#### Data supplied ####

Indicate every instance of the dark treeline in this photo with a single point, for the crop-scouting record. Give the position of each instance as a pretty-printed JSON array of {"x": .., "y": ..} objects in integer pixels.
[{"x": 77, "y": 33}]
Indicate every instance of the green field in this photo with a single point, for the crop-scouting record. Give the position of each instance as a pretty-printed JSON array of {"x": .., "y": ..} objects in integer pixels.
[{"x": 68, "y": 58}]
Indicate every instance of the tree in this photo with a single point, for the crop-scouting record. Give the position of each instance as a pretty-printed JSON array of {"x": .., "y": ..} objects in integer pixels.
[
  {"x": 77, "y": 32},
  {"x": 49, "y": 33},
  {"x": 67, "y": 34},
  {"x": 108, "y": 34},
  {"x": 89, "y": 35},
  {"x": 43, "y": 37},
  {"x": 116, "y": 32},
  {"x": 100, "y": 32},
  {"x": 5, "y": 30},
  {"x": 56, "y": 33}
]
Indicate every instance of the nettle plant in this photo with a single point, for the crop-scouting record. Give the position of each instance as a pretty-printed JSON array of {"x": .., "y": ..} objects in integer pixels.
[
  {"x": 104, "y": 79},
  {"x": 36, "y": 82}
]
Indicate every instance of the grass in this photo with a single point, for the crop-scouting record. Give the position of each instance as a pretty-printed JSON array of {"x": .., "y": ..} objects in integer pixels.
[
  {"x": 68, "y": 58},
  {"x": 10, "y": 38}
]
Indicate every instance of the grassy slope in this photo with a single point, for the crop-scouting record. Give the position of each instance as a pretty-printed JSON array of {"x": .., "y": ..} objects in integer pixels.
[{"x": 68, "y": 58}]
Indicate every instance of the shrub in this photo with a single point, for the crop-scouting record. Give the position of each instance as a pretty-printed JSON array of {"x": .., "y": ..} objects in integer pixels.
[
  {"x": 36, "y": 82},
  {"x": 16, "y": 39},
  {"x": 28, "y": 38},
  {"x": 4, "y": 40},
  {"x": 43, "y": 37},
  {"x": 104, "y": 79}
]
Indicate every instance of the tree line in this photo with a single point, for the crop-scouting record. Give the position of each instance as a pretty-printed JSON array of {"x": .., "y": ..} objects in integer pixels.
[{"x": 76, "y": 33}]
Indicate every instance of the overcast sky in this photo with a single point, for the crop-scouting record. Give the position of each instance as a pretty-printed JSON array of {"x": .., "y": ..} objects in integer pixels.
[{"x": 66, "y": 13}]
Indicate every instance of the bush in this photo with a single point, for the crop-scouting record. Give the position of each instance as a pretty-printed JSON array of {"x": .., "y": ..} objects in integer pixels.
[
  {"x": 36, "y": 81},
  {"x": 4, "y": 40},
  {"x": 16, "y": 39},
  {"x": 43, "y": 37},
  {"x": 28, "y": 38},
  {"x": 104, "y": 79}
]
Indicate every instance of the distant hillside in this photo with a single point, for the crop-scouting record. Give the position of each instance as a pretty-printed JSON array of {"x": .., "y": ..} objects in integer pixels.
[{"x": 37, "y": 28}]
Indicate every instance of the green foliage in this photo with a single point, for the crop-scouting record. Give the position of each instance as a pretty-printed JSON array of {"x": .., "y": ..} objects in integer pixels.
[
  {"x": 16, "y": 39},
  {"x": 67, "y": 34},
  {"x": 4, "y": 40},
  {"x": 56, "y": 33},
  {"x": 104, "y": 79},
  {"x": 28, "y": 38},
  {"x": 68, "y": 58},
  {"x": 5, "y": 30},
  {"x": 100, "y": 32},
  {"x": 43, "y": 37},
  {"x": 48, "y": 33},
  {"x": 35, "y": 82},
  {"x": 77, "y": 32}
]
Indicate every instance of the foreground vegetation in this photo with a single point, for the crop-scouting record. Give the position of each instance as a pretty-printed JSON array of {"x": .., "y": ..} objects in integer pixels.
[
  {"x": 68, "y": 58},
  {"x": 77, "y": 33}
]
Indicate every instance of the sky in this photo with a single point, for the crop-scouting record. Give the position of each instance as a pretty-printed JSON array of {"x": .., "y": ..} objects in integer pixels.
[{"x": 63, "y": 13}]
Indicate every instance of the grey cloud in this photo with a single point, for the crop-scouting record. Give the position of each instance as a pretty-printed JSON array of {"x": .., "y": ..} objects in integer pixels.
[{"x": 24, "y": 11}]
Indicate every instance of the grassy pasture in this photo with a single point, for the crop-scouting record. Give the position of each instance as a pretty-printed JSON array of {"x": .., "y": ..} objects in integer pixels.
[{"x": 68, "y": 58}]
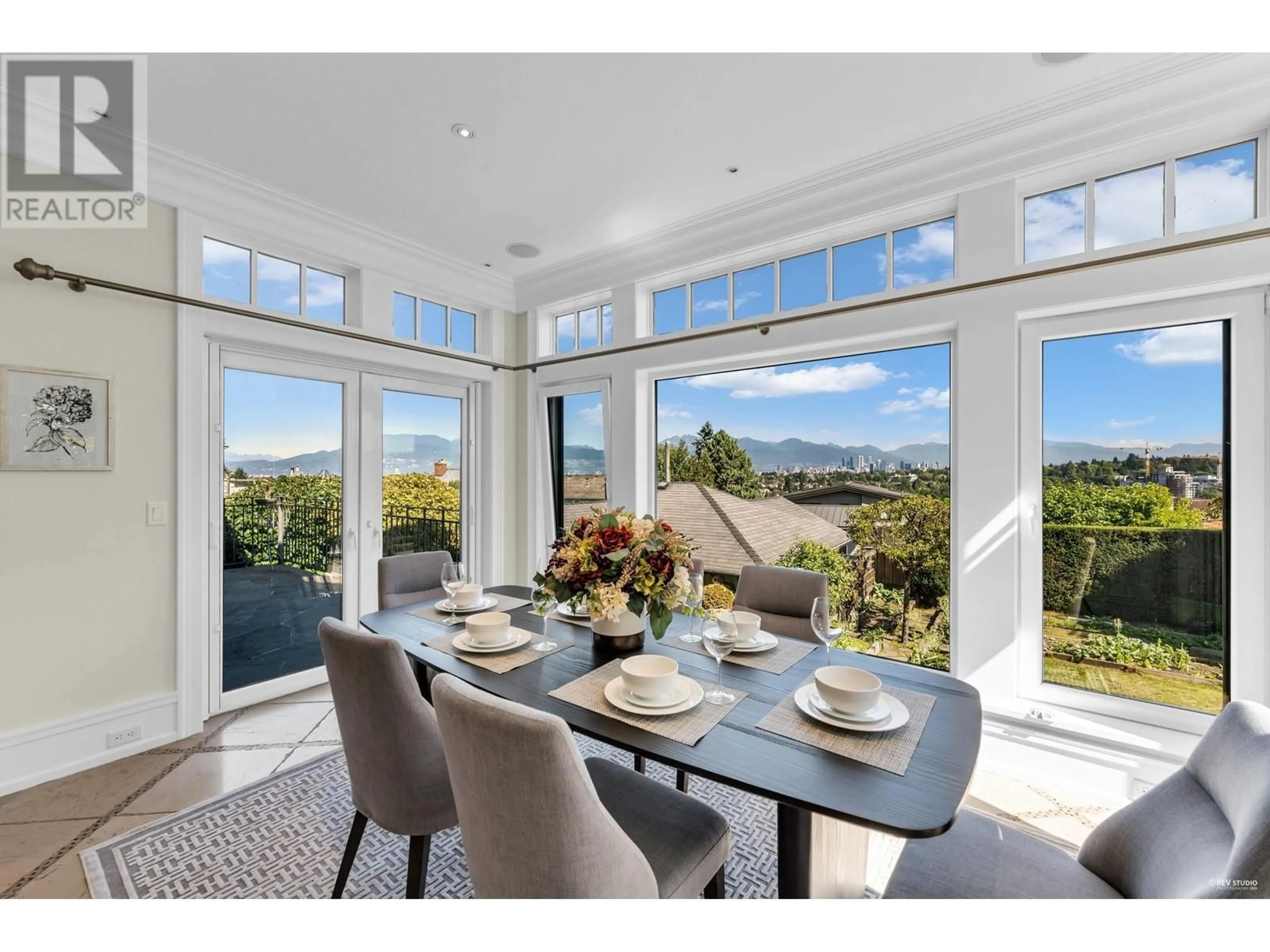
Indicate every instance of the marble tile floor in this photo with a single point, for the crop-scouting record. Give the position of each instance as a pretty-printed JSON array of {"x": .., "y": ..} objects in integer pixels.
[{"x": 44, "y": 829}]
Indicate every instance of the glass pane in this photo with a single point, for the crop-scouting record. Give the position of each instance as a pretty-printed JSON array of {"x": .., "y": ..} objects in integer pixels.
[
  {"x": 860, "y": 268},
  {"x": 566, "y": 332},
  {"x": 1135, "y": 516},
  {"x": 324, "y": 296},
  {"x": 1129, "y": 207},
  {"x": 585, "y": 484},
  {"x": 754, "y": 293},
  {"x": 588, "y": 328},
  {"x": 922, "y": 254},
  {"x": 403, "y": 317},
  {"x": 1055, "y": 224},
  {"x": 432, "y": 324},
  {"x": 732, "y": 447},
  {"x": 803, "y": 282},
  {"x": 422, "y": 503},
  {"x": 284, "y": 525},
  {"x": 227, "y": 271},
  {"x": 1217, "y": 188},
  {"x": 277, "y": 285},
  {"x": 463, "y": 331},
  {"x": 710, "y": 301},
  {"x": 670, "y": 310}
]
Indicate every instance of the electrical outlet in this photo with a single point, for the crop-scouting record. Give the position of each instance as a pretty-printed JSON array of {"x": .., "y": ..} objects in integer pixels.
[{"x": 126, "y": 737}]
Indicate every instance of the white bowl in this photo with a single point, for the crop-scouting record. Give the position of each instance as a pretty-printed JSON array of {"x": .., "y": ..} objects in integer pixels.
[
  {"x": 747, "y": 626},
  {"x": 849, "y": 690},
  {"x": 489, "y": 627},
  {"x": 650, "y": 677}
]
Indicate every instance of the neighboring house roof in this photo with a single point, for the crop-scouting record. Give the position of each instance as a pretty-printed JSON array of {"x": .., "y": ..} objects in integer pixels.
[{"x": 735, "y": 532}]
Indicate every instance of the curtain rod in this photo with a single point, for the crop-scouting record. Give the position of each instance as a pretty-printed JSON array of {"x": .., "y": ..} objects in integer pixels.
[{"x": 32, "y": 270}]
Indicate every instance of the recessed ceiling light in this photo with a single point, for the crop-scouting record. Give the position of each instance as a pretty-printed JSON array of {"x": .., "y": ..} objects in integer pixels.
[{"x": 1057, "y": 59}]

####

Task instructions: Restate the full listing verbatim and drop every picture.

The response:
Indicate every instance of the dark treeline in this photo with a single point, for the crop-scouting record. Give the position of each instance as a pretty-printed JSON array of {"x": .., "y": ..} objects in integer pixels.
[{"x": 77, "y": 33}]
Indicate every instance of the green field in this photo with a single point, for the crop-scouting record. Give the position of each instance as a pretty-printed JSON array of {"x": .., "y": ..} objects in integer pixels.
[{"x": 68, "y": 58}]
Indicate every instance of the tree in this photo with a single point, for the crop-scouting record. Give the position of each instance as a pretty-printed JSON array of {"x": .., "y": ..} objects in integer pixels.
[
  {"x": 77, "y": 32},
  {"x": 49, "y": 33},
  {"x": 67, "y": 34},
  {"x": 108, "y": 34},
  {"x": 89, "y": 35},
  {"x": 43, "y": 37},
  {"x": 116, "y": 32},
  {"x": 100, "y": 32},
  {"x": 5, "y": 30},
  {"x": 56, "y": 33}
]
Indicate every instance of the nettle plant in this photo with a single point, for the crop-scouting record. Give the position of each instance as a pretty-printed JSON array of {"x": .., "y": ..} objects in integer pixels.
[
  {"x": 104, "y": 79},
  {"x": 36, "y": 82}
]
Indicate every instance of the grass in this photo with a single point, for the crop-scouting record. Give the position of each instance as a pretty-printed JSON array of {"x": .., "y": ..} objects in integer pixels.
[
  {"x": 68, "y": 58},
  {"x": 10, "y": 38}
]
Indicate every instance of the grassy slope in this photo with a single point, for the crop-scouting record. Give the position of each instance as a pretty-printed JSON array of {"x": .., "y": ..} objects in integer pixels.
[{"x": 68, "y": 58}]
Indicate every instance of the shrub in this photo with a single point, for the crop-scouting record. Give the position of each instance as a pretty-printed JSON array of {"x": .., "y": ..} objects in integer pixels.
[
  {"x": 36, "y": 82},
  {"x": 16, "y": 39},
  {"x": 28, "y": 38},
  {"x": 4, "y": 40},
  {"x": 43, "y": 37},
  {"x": 104, "y": 79}
]
Indicate every instance of the tree line in this photo with a single point, for the crop-scouting record. Give the position of each instance as a pretty-printed JSON array of {"x": .., "y": ..} objects in integer pixels.
[{"x": 76, "y": 33}]
Indicate every instance of the overcast sky in this photo with a single point, for the crop-scouting record. Give the position of each instance as a pretty-printed JSON array of {"x": .., "y": ..} objects in integer pixels.
[{"x": 66, "y": 13}]
Indicate every instance of the bush in this photo with a single point, for the crop-scouting record. Give the position of each instance as a pretty-printed JSON array of {"x": .., "y": ..} objects in integer pixels.
[
  {"x": 36, "y": 81},
  {"x": 4, "y": 40},
  {"x": 16, "y": 39},
  {"x": 43, "y": 37},
  {"x": 28, "y": 38},
  {"x": 104, "y": 79}
]
Indicate every instance of the distant hillside in this photo with a single point, for the crop-scouting record. Give the position of each instance as a pretty-printed JSON array of {"x": .., "y": ..} objects in integer pixels.
[{"x": 37, "y": 28}]
Indicate every instance of the green foliage in this photo with a single point, for the crop-scouting record. Give the position of each instance as a pretty-printed JSON array of {"x": .., "y": ..} objects in integer pixels.
[
  {"x": 16, "y": 39},
  {"x": 67, "y": 34},
  {"x": 4, "y": 40},
  {"x": 56, "y": 33},
  {"x": 104, "y": 79},
  {"x": 28, "y": 38},
  {"x": 68, "y": 58},
  {"x": 5, "y": 30},
  {"x": 100, "y": 32},
  {"x": 43, "y": 37},
  {"x": 48, "y": 33},
  {"x": 35, "y": 82},
  {"x": 77, "y": 32}
]
Indicate every instance of the foreground vegetation in this photo with a single point, for the crop-scouting record. Give the position of each instance as a pretty-printed JSON array of {"x": .., "y": ..} objects in integer pixels.
[
  {"x": 68, "y": 58},
  {"x": 77, "y": 33}
]
Indicate every instance of the sky in this photo with a single point, for the crop-scouting record. Give the position of each instance as a pretty-printed JSON array of {"x": .., "y": ..} objects in integer pixels.
[{"x": 63, "y": 13}]
Indicate every instance of the grey cloud in this photo with a single point, for the crop-scouting record. Give the position of each instance as a pretty-printed JSON array of {"x": .., "y": ..} objects in integer pixels.
[{"x": 24, "y": 11}]
Indicate every instance of the grassy pasture in this photo with a single point, for the crop-scouting record. Give the position of each instance as a pretty-printed JSON array of {"x": .., "y": ..} objects in integer pixels.
[{"x": 68, "y": 58}]
Indicate every instance of the marble tile floor in this photo with a single point, for the crop-scouting record. Give the position of each instance as a pretty-printed JSON array of {"x": .., "y": ..} objects in integer pixels.
[{"x": 44, "y": 829}]
Indicate every instance of the glass pane in this photo with a single point, for the crop-scouting record. Give the position of each instance as a pretty-printed JSON array of {"x": .., "y": ..} objects in integer pixels.
[
  {"x": 860, "y": 268},
  {"x": 566, "y": 332},
  {"x": 1135, "y": 516},
  {"x": 324, "y": 296},
  {"x": 1129, "y": 207},
  {"x": 585, "y": 484},
  {"x": 754, "y": 293},
  {"x": 588, "y": 328},
  {"x": 922, "y": 254},
  {"x": 403, "y": 317},
  {"x": 1055, "y": 224},
  {"x": 432, "y": 324},
  {"x": 732, "y": 447},
  {"x": 803, "y": 282},
  {"x": 422, "y": 503},
  {"x": 284, "y": 525},
  {"x": 227, "y": 271},
  {"x": 1217, "y": 188},
  {"x": 277, "y": 285},
  {"x": 463, "y": 331},
  {"x": 710, "y": 301},
  {"x": 670, "y": 310}
]
Indicate every instance of the electrical outlet in this photo with a single point, for the crop-scouting record. Give the position of each instance as a pretty-printed JSON array of {"x": .., "y": ..} objects in integer pixels.
[{"x": 126, "y": 737}]
Indicate every instance of the white bowl in this photo with a single point, for the crop-scouting record. Give the position of each instance as a pretty-printed JSON array of {"x": .., "y": ..} objects in integer pixels.
[
  {"x": 747, "y": 626},
  {"x": 849, "y": 690},
  {"x": 489, "y": 627},
  {"x": 650, "y": 677}
]
Indicate every instance of the neighboring house roof in this photo with a single point, for the crop-scouting record. Give the position of each instance as a pretty-printed JSON array of {"x": .., "y": ..} objects in integer pixels.
[{"x": 735, "y": 532}]
Indicate every instance of the curtain rod in this photo with a single point, for the crop-scouting record. Give the position of each instance as a pretty-printed JSON array of {"x": .., "y": ..} objects in integer pixels.
[{"x": 32, "y": 270}]
Indicate every instance of the recessed ceiling light in this photo with a single point, for the crop-scouting record. Give the position of each instance as a pretty-printed JSON array of {"x": .., "y": ..} objects in integer pixels.
[{"x": 1057, "y": 59}]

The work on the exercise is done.